> [Exercise set]
1 - In two sentences, summarize the documentation of the pythainlp.corpus functions.
2 - Retype the part of the records that begins with the line containing "sandy riverbank shown in this photo." and ends with the line containing "meadow shown in this photo.", including both of those lines. Omit the pictures.

> [Passage to read]
──────────

Return a frozenset of Thai stopwords such as “มี”, “ไป”, “ไง”, “ขณะ”, “การ”, and “ประการหนึ่ง”.

(See: dev/pythainlp/corpus/stopwords_th.txt)

We use stopword lists by thesis’s เพ็ญศิริ ลี้ตระกูล.

See Also:

เพ็ญศิริ ลี้ตระกูล . การเลือกประโยคสำคัญในการสรุปความภาษาไทยโดยใช้แบบจำลองแบบลำดับชั้น. กรุงเทพมหานคร : มหาวิทยาลัยธรรมศาสตร์; 2551.

return:: frozenset containing stopwords.
rtype:: frozenset

thai_words

pythainlp.corpus.thai_words() → FrozenSet[str][source]

Return a frozenset of Thai words such as “กติกา”, “กดดัน”, “พิษ”, and “พิษภัย”.

(See: dev/pythainlp/corpus/words_th.txt)

return:

frozenset containing words in the Thai language.

rtype:

frozenset

thai_wsd_dict

pythainlp.corpus.thai_wsd_dict() → dict[source]

Return Thai Word Sense Disambiguation dictionary with definition from wiktionary.

(See: thai_dict)

return:

Thai words with part-of-speech type and definition

rtype:

dict

thai_orst_words

pythainlp.corpus.thai_orst_words() → FrozenSet[str][source]

Return a frozenset of Thai words from Royal Society of Thailand

(See: dev/pythainlp/corpus/thai_orst_words.txt)

return:

frozenset containing words in the Thai language.

──────────

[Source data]

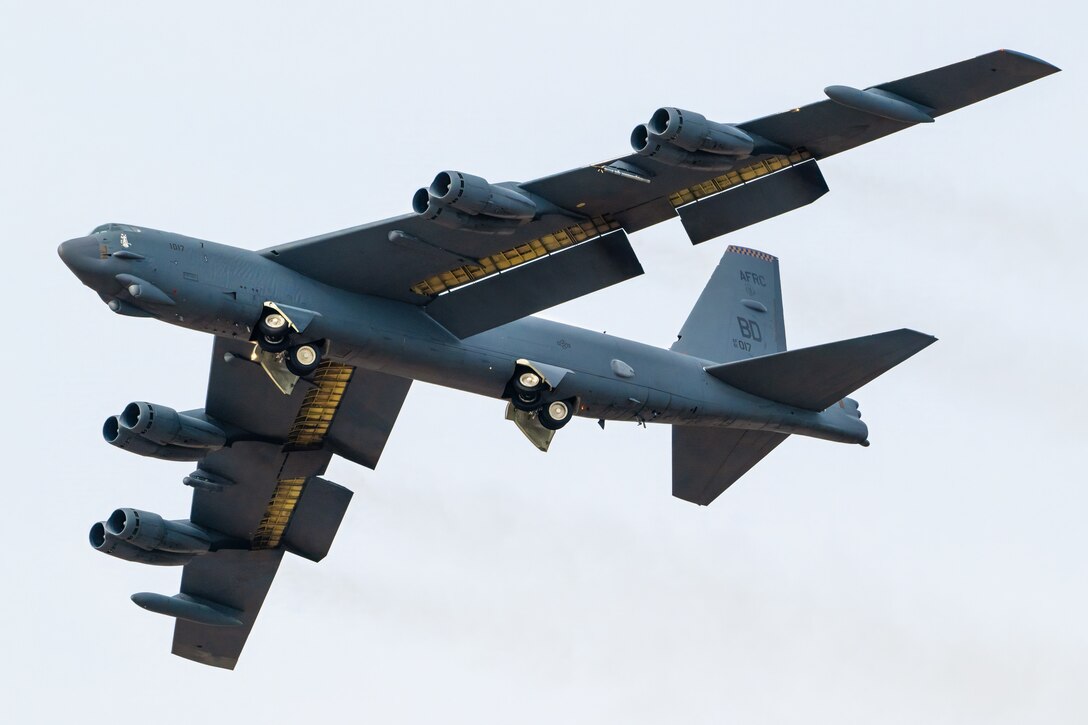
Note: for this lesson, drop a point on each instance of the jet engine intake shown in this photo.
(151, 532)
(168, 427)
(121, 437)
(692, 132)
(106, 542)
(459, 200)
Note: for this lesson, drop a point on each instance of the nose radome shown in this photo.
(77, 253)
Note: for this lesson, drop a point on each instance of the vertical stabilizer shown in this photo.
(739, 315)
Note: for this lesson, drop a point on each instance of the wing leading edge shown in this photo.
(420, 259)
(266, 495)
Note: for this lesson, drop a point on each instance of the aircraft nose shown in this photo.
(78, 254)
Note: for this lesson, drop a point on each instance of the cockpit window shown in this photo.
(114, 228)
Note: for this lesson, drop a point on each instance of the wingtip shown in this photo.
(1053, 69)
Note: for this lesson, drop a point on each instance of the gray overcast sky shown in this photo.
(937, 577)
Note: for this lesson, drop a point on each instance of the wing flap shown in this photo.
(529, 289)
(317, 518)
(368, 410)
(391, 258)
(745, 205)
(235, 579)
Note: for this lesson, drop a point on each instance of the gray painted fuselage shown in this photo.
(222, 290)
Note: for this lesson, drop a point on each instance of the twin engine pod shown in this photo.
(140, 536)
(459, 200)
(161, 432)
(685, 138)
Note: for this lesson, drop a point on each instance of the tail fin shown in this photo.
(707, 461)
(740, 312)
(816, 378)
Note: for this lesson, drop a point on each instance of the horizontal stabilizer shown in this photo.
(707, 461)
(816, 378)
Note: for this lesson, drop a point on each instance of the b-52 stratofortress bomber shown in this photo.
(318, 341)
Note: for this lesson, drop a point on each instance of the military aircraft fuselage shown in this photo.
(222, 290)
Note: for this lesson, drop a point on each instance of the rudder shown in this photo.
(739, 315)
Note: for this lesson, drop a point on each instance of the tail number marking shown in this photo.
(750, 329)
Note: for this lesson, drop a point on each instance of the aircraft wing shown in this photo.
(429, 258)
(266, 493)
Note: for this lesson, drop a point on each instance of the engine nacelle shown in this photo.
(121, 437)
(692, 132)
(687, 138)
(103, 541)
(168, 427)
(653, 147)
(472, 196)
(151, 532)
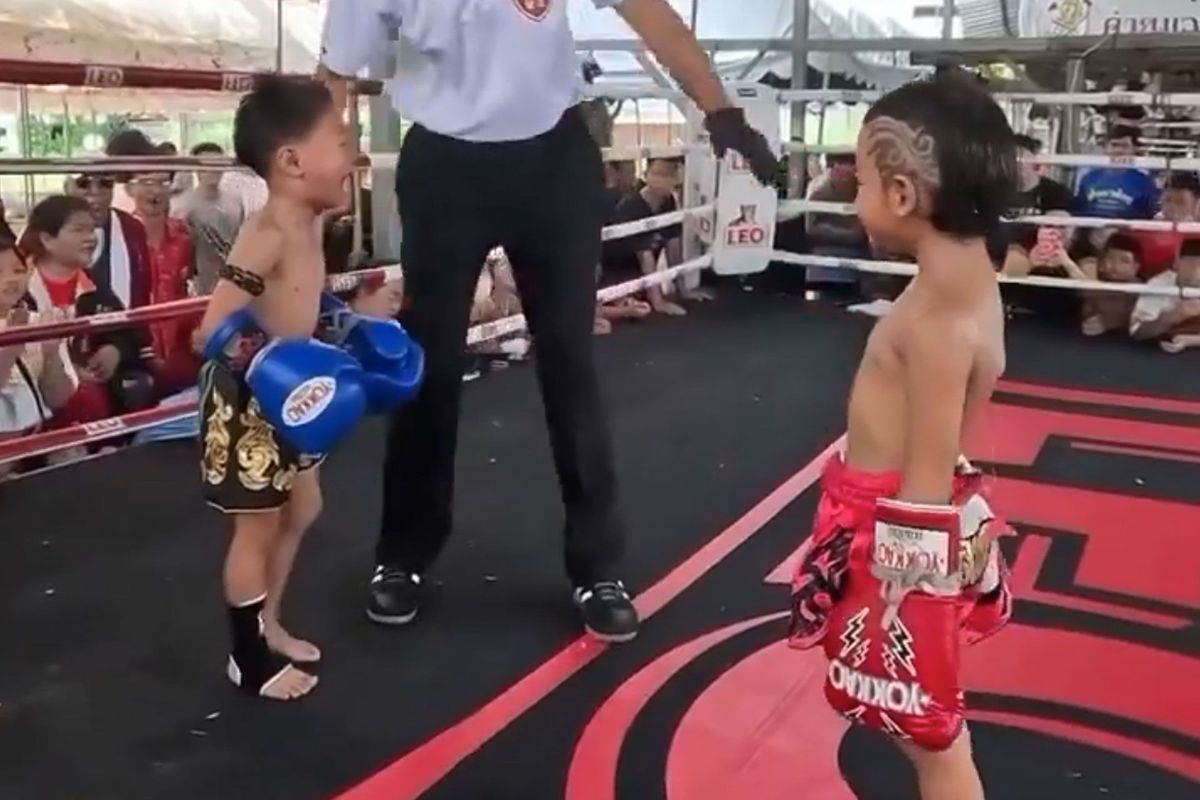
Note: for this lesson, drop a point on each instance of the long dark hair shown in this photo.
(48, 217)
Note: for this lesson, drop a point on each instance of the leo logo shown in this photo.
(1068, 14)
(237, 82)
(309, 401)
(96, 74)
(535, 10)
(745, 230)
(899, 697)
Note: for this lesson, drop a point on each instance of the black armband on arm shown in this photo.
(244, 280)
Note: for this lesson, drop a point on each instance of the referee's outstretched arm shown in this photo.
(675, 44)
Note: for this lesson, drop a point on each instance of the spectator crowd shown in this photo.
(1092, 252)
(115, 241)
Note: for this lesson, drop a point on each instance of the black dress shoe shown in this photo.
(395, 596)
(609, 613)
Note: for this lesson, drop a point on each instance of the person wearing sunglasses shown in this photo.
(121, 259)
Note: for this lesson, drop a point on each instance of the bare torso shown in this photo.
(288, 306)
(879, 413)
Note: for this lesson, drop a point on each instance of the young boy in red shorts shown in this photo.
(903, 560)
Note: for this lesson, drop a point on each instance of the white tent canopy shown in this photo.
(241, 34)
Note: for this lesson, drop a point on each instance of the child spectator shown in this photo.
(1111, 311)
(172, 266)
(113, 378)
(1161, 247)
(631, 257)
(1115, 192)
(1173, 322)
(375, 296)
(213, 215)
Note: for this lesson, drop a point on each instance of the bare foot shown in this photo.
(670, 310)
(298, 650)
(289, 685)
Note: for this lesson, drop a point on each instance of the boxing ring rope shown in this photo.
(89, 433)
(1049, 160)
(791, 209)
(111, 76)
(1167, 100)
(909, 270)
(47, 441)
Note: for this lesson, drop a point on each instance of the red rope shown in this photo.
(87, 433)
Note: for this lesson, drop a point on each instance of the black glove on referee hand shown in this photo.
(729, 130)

──────────

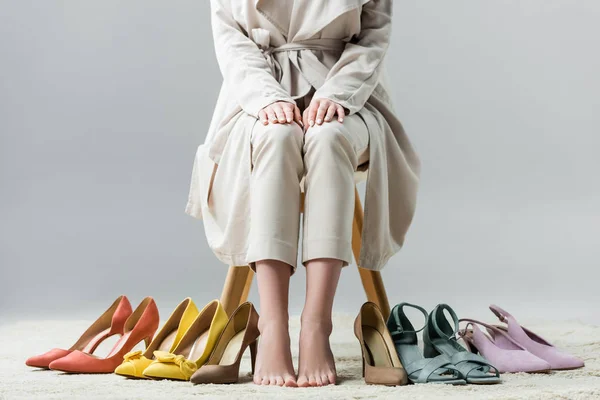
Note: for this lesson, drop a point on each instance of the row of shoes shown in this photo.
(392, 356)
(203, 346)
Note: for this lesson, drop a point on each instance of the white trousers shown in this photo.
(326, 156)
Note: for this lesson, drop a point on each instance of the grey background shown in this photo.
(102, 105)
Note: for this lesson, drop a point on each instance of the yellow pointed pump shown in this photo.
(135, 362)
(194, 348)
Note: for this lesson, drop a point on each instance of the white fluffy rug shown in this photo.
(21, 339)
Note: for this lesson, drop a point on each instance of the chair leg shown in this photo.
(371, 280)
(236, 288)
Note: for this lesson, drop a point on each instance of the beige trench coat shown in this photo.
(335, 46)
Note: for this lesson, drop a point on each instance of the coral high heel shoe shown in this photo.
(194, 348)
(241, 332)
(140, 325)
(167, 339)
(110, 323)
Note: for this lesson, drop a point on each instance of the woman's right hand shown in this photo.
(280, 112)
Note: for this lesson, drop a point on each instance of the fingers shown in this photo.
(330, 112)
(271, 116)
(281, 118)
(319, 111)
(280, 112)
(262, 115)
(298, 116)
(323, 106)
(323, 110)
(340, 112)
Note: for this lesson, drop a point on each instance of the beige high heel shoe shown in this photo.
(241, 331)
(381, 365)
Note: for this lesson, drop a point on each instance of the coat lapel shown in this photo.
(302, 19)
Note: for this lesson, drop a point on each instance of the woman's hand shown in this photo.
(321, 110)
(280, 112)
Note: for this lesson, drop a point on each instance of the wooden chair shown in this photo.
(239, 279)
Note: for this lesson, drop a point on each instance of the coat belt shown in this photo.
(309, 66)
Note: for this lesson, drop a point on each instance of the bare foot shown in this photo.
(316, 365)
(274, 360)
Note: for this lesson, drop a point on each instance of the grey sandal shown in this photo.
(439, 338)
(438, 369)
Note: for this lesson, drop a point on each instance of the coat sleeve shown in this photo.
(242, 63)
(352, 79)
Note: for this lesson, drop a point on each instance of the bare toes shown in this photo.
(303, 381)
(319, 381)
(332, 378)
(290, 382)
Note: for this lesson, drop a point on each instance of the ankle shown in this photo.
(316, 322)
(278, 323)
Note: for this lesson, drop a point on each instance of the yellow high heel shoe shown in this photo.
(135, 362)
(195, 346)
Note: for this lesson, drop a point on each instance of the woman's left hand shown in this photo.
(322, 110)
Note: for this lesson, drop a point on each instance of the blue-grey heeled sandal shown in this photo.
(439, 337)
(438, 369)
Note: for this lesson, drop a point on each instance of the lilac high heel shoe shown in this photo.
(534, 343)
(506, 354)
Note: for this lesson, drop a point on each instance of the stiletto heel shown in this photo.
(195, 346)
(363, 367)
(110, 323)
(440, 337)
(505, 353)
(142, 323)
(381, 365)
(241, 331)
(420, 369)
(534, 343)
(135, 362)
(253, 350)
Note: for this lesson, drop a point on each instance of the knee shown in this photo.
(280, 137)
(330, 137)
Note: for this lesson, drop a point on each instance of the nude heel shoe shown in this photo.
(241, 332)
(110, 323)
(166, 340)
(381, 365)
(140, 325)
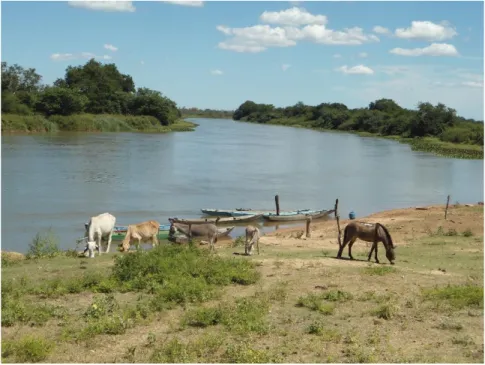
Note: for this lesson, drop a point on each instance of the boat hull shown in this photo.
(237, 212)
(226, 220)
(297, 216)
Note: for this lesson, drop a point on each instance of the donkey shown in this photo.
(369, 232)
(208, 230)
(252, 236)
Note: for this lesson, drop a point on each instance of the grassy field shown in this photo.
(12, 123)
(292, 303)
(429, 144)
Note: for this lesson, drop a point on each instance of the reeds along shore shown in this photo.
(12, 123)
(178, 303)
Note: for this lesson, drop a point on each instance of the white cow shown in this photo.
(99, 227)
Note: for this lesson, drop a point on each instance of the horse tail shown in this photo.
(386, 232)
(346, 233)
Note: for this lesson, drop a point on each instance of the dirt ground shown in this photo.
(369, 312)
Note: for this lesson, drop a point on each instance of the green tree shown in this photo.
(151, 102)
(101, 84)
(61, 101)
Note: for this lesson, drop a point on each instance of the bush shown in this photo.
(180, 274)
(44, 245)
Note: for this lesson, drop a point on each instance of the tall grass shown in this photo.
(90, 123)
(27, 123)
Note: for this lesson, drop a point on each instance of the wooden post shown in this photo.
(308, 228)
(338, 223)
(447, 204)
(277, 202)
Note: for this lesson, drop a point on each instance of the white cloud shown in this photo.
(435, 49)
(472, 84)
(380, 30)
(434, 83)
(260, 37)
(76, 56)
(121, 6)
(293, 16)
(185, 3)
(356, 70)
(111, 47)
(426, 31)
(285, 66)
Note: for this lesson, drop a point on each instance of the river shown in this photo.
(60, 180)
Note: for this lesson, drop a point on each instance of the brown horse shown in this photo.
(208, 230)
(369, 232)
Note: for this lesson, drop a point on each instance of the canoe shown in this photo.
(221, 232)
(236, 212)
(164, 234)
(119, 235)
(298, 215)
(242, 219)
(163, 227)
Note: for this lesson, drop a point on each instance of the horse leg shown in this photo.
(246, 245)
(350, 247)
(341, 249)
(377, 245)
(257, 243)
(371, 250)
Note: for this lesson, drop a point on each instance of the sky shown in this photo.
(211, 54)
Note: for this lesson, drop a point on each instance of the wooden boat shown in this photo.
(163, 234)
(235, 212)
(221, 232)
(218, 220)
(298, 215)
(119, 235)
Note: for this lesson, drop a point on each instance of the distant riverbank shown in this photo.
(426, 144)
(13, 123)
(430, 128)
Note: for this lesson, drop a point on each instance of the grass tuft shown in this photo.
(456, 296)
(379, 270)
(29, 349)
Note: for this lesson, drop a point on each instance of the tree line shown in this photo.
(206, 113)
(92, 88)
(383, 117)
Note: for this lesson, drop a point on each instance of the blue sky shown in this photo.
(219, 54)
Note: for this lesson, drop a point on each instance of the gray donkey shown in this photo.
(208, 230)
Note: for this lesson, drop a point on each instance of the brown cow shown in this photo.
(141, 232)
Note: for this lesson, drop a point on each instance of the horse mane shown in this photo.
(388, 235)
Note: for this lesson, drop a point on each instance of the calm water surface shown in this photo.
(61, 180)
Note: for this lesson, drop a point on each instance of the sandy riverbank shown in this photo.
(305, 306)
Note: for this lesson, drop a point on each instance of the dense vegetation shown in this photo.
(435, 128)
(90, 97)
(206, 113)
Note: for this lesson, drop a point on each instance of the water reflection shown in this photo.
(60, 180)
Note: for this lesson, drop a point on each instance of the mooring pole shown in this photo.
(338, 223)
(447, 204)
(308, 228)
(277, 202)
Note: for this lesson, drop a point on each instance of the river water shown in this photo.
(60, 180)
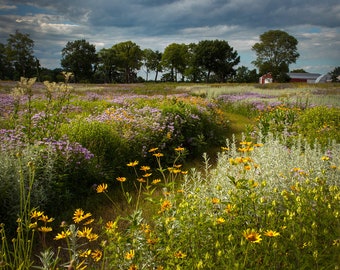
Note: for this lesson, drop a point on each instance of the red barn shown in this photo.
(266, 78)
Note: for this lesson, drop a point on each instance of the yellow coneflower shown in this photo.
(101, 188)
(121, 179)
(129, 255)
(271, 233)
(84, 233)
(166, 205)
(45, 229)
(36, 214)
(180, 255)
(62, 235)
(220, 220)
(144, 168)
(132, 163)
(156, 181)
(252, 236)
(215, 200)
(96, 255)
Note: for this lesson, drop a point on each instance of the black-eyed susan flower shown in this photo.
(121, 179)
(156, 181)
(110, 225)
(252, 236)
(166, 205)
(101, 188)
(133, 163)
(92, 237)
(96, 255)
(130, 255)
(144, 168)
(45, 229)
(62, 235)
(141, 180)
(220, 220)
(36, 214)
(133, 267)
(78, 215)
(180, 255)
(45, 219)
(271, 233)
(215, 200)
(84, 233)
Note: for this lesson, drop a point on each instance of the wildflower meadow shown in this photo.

──────────

> [Outputs]
1 - The documentation describes pythainlp.corpus functions that return Thai word resources: a frozenset of Thai stopwords based on lists from a thesis by เพ็ญศิริ ลี้ตระกูล, thai_words() with a frozenset of Thai words, and thai_orst_words() with a frozenset of Thai words from the Royal Society of Thailand. It also covers thai_wsd_dict(), which returns a Thai Word Sense Disambiguation dictionary that gives part-of-speech types and definitions from wiktionary.

2 -
Note: for this lesson, drop a point on each instance of the sandy riverbank shown in this photo.
(305, 306)
Note: for this lesson, drop a point on each instance of the dense vegetation shown in this photo.
(435, 128)
(90, 97)
(206, 113)
Note: for this lesson, drop a point on each instance of the water reflection shown in this photo.
(60, 180)
Note: for this lesson, drop a point on each instance of the mooring pole shown in this photo.
(338, 223)
(447, 204)
(308, 228)
(277, 202)
Note: for this lesson, drop a point on each instance of the river water shown in this photo.
(60, 180)
Note: for this lesson, drop a point on each instance of the red barn shown in this photo.
(266, 78)
Note: for this lesson, drop a point on each instance of the yellow coneflower shown in this photo.
(101, 188)
(121, 179)
(129, 255)
(271, 233)
(84, 233)
(166, 205)
(45, 229)
(36, 214)
(180, 255)
(62, 235)
(220, 220)
(144, 168)
(132, 163)
(156, 181)
(252, 236)
(215, 200)
(96, 255)
Note: for this lesson, drop a point on each instance of the black-eyed susan flower shown in this photo.
(121, 179)
(156, 181)
(110, 225)
(252, 236)
(166, 205)
(101, 188)
(133, 163)
(92, 237)
(96, 255)
(130, 255)
(144, 168)
(45, 229)
(62, 235)
(141, 180)
(220, 220)
(36, 214)
(133, 267)
(78, 215)
(180, 255)
(45, 219)
(271, 233)
(215, 200)
(84, 233)
Note: for this lesson, drop a point on each instance of the wildflower meadow shown in this photo.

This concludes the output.